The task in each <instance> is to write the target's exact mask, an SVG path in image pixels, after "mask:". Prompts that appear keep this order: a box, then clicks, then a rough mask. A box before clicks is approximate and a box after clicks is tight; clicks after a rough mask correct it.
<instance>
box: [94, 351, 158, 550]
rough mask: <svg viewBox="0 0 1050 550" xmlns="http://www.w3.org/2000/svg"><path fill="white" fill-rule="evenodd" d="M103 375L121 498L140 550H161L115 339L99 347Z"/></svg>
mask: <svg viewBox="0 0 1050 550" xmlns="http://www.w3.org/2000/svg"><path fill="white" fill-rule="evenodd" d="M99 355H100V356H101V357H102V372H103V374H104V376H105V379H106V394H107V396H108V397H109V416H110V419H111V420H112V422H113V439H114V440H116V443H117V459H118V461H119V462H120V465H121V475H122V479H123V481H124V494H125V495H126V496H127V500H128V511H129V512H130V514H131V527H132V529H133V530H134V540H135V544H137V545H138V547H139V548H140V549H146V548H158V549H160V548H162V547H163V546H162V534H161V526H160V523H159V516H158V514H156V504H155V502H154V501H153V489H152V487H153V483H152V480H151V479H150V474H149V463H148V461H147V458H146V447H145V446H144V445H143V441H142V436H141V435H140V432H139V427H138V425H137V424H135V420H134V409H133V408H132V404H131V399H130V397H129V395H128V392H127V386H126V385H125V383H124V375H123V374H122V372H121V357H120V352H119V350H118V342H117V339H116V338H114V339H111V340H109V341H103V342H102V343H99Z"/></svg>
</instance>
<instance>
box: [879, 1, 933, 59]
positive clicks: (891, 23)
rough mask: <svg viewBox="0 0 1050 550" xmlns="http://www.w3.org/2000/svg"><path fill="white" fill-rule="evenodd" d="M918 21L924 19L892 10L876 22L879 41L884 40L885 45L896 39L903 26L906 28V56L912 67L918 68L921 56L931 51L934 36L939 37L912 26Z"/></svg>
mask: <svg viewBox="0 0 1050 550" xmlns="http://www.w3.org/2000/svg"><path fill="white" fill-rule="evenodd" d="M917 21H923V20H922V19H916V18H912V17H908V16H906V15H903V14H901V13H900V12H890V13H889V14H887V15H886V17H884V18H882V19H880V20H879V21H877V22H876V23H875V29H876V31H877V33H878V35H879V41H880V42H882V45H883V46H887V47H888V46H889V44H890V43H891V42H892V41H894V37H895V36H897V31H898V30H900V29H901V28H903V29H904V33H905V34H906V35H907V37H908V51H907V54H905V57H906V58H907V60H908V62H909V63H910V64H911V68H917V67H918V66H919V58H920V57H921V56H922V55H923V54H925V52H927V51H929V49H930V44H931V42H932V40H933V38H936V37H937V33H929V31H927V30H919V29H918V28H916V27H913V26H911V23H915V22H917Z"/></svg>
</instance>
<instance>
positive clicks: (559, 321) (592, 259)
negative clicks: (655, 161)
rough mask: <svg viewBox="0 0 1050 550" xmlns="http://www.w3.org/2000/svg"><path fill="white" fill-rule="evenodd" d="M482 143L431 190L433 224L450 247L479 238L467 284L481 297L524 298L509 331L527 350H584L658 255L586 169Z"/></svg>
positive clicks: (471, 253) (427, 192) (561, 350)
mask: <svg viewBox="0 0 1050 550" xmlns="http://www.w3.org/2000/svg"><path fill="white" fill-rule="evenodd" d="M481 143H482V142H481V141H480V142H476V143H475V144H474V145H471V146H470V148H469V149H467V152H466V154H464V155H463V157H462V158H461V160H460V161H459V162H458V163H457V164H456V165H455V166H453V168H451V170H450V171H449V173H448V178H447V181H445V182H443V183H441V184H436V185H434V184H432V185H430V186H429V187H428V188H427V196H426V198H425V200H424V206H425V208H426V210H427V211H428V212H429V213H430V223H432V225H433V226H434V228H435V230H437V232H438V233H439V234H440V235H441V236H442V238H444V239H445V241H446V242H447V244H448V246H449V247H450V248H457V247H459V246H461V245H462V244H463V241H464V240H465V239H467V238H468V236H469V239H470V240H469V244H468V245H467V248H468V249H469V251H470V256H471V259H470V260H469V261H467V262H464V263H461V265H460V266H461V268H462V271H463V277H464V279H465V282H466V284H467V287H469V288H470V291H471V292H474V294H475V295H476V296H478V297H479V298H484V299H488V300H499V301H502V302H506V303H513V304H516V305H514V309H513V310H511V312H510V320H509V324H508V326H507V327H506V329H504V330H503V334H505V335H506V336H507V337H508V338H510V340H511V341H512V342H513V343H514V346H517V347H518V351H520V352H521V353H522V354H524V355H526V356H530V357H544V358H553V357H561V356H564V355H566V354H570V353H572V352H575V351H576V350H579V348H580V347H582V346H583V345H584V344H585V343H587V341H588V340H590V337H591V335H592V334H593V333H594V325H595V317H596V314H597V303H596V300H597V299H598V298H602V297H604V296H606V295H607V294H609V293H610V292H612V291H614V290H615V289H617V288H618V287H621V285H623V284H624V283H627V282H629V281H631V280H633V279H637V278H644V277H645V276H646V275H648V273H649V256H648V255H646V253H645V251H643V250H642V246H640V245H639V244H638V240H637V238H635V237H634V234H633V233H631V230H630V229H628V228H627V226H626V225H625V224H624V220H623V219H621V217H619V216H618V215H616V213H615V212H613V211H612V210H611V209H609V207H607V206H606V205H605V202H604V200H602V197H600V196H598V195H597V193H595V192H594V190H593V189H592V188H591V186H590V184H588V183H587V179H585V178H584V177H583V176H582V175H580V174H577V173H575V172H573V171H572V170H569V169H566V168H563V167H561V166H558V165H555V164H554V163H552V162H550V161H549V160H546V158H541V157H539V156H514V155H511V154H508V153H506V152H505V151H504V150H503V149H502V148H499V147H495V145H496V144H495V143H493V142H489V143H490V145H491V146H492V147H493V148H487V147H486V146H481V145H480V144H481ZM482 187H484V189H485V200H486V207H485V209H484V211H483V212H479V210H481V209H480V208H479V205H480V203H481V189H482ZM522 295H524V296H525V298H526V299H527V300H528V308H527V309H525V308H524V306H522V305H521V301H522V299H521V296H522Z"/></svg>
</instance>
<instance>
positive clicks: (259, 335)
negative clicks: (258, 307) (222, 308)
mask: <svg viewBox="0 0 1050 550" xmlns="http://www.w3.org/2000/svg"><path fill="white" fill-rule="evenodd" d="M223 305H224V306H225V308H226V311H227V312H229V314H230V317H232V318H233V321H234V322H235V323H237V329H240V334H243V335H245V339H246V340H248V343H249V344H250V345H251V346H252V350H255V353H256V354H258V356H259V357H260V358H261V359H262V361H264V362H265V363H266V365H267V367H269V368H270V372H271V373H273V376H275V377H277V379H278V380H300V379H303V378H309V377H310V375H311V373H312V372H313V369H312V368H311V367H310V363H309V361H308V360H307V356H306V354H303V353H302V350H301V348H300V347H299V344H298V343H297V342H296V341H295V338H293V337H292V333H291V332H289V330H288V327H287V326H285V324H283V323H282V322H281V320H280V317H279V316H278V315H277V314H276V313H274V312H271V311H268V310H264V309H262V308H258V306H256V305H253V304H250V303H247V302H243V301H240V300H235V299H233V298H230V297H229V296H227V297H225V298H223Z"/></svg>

Task goal – Retype every line of the data above exactly.

Output of the task –
The task in each <instance> is to write the target's exact mask, an SVG path in image pixels, after "mask:". Prompts that appear keep this order: a box, then clicks, then a rough mask. A box before clicks is approximate and a box after clicks is tight; clicks after a rough mask correct it.
<instance>
box: [94, 351, 158, 550]
rough mask: <svg viewBox="0 0 1050 550" xmlns="http://www.w3.org/2000/svg"><path fill="white" fill-rule="evenodd" d="M103 375L121 498L140 550H161L115 339L99 347Z"/></svg>
mask: <svg viewBox="0 0 1050 550" xmlns="http://www.w3.org/2000/svg"><path fill="white" fill-rule="evenodd" d="M99 355H100V356H101V357H102V372H103V374H104V376H105V379H106V394H107V396H108V397H109V416H110V419H111V420H112V422H113V439H114V440H116V443H117V459H118V461H119V462H120V465H121V475H122V479H123V481H124V494H125V495H126V496H127V500H128V511H129V512H130V514H131V527H132V529H133V530H134V540H135V544H137V545H138V547H139V548H140V549H146V548H158V549H160V548H162V547H163V546H162V534H161V526H160V523H159V516H158V514H156V504H155V502H154V501H153V489H152V487H153V483H152V480H151V479H150V474H149V463H148V461H147V458H146V447H145V446H144V445H143V441H142V436H141V435H140V432H139V427H138V425H137V424H135V420H134V409H133V408H132V404H131V399H130V397H129V395H128V392H127V386H126V385H125V383H124V375H123V374H122V372H121V357H120V352H119V350H118V342H117V339H116V338H114V339H111V340H109V341H103V342H102V343H99Z"/></svg>
</instance>
<instance>
box: [879, 1, 933, 59]
positive clicks: (891, 23)
rough mask: <svg viewBox="0 0 1050 550" xmlns="http://www.w3.org/2000/svg"><path fill="white" fill-rule="evenodd" d="M918 21L924 19L892 10L876 22L879 41L884 40L885 45L896 39L903 26L906 28V56L912 67L918 68L921 56L931 51L934 36L939 37L912 26Z"/></svg>
mask: <svg viewBox="0 0 1050 550" xmlns="http://www.w3.org/2000/svg"><path fill="white" fill-rule="evenodd" d="M917 21H923V20H922V19H916V18H912V17H908V16H906V15H903V14H901V13H900V12H890V13H889V14H887V15H886V17H884V18H882V19H880V20H879V21H877V22H876V23H875V29H876V31H877V33H878V35H879V41H880V42H882V45H883V46H887V47H888V46H889V44H890V43H891V42H892V41H894V37H895V36H897V31H898V30H900V29H901V28H903V29H904V33H905V34H906V35H907V37H908V51H907V54H905V57H906V58H907V60H908V62H909V63H910V64H911V68H917V67H918V66H919V58H920V57H921V56H922V55H923V54H925V52H927V51H929V49H930V44H931V42H932V40H933V38H936V37H937V33H929V31H927V30H919V29H918V28H916V27H913V26H911V23H915V22H917Z"/></svg>
</instance>
<instance>
positive clicks: (559, 321) (592, 259)
negative clicks: (655, 161)
rough mask: <svg viewBox="0 0 1050 550" xmlns="http://www.w3.org/2000/svg"><path fill="white" fill-rule="evenodd" d="M482 143L431 190L433 224L450 247L479 238L467 284L481 297L524 298L509 331L527 350H584L658 255L586 169Z"/></svg>
positive clicks: (471, 253) (427, 192) (561, 350)
mask: <svg viewBox="0 0 1050 550" xmlns="http://www.w3.org/2000/svg"><path fill="white" fill-rule="evenodd" d="M481 143H482V142H481V141H480V142H476V143H475V144H474V145H471V146H470V148H469V149H467V152H466V154H464V155H463V157H462V158H461V160H460V161H459V162H458V163H457V164H456V165H455V166H453V168H451V170H450V171H449V173H448V178H447V181H445V182H443V183H441V184H436V185H434V184H432V185H430V186H429V187H428V188H427V196H426V198H425V200H424V206H425V208H426V210H427V211H428V212H429V213H430V223H432V225H433V226H434V228H435V230H437V232H438V233H439V234H440V235H441V236H442V238H444V239H445V241H446V242H447V244H448V246H449V247H450V248H457V247H459V246H461V245H462V244H463V241H464V240H465V239H467V238H468V236H469V239H470V240H469V244H468V245H467V248H468V249H469V251H470V256H471V259H470V260H469V261H467V262H464V263H461V265H460V266H461V268H462V271H463V277H464V279H465V282H466V284H467V287H469V288H470V291H471V292H474V294H475V295H476V296H478V297H479V298H484V299H488V300H499V301H502V302H506V303H513V304H516V305H514V309H513V310H511V312H510V320H509V324H508V326H507V327H506V329H504V330H503V334H505V335H506V336H507V337H508V338H510V340H511V341H512V342H513V343H514V346H517V347H518V351H520V352H521V353H522V354H524V355H526V356H530V357H544V358H553V357H561V356H564V355H566V354H570V353H572V352H575V351H576V350H579V348H580V347H582V346H583V345H584V344H585V343H587V341H588V340H590V337H591V335H592V334H593V333H594V325H595V317H596V314H597V303H596V300H597V299H598V298H602V297H604V296H606V295H607V294H609V293H610V292H612V291H614V290H615V289H617V288H618V287H621V285H623V284H624V283H627V282H629V281H631V280H633V279H637V278H644V277H645V276H646V275H648V273H649V256H648V255H646V253H645V251H643V250H642V246H640V245H639V244H638V240H637V238H635V237H634V234H633V233H631V230H630V229H628V228H627V226H626V225H625V224H624V220H623V219H621V217H619V216H618V215H616V213H615V212H613V211H612V210H611V209H609V207H607V206H606V205H605V202H604V200H602V197H600V196H598V195H597V193H595V192H594V190H593V189H592V188H591V186H590V184H588V183H587V179H585V178H584V177H583V176H582V175H580V174H577V173H575V172H573V171H572V170H569V169H566V168H563V167H561V166H558V165H555V164H554V163H552V162H550V161H549V160H546V158H541V157H539V156H514V155H511V154H508V153H506V152H505V151H504V150H503V149H502V148H499V147H495V145H496V144H495V143H493V142H489V143H490V145H491V146H492V147H493V148H487V147H486V146H481V145H480V144H481ZM482 187H484V189H485V200H486V207H485V209H484V211H483V212H479V210H481V209H480V208H479V205H480V203H481V189H482ZM522 295H524V296H525V298H526V299H527V300H528V308H527V309H525V308H524V306H522V305H521V301H522V299H521V296H522Z"/></svg>
</instance>
<instance>
positive clicks: (259, 335)
negative clicks: (258, 307) (222, 308)
mask: <svg viewBox="0 0 1050 550" xmlns="http://www.w3.org/2000/svg"><path fill="white" fill-rule="evenodd" d="M223 305H224V306H225V308H226V311H227V312H229V314H230V317H232V318H233V321H234V322H235V323H237V329H240V334H243V335H245V339H246V340H248V343H249V344H250V345H251V346H252V350H255V353H256V354H258V356H259V357H260V358H261V359H262V361H264V362H265V363H266V365H267V367H269V368H270V372H271V373H273V376H275V377H277V379H278V380H300V379H303V378H309V377H310V375H311V373H312V372H313V369H312V368H311V367H310V363H309V361H308V360H307V356H306V354H303V353H302V350H301V348H300V347H299V344H298V343H297V342H296V341H295V338H293V337H292V333H291V332H289V330H288V327H287V326H285V324H283V323H282V322H281V320H280V317H279V316H278V315H277V314H276V313H274V312H271V311H268V310H264V309H262V308H258V306H256V305H253V304H250V303H247V302H243V301H240V300H235V299H233V298H230V297H229V296H227V297H225V298H223Z"/></svg>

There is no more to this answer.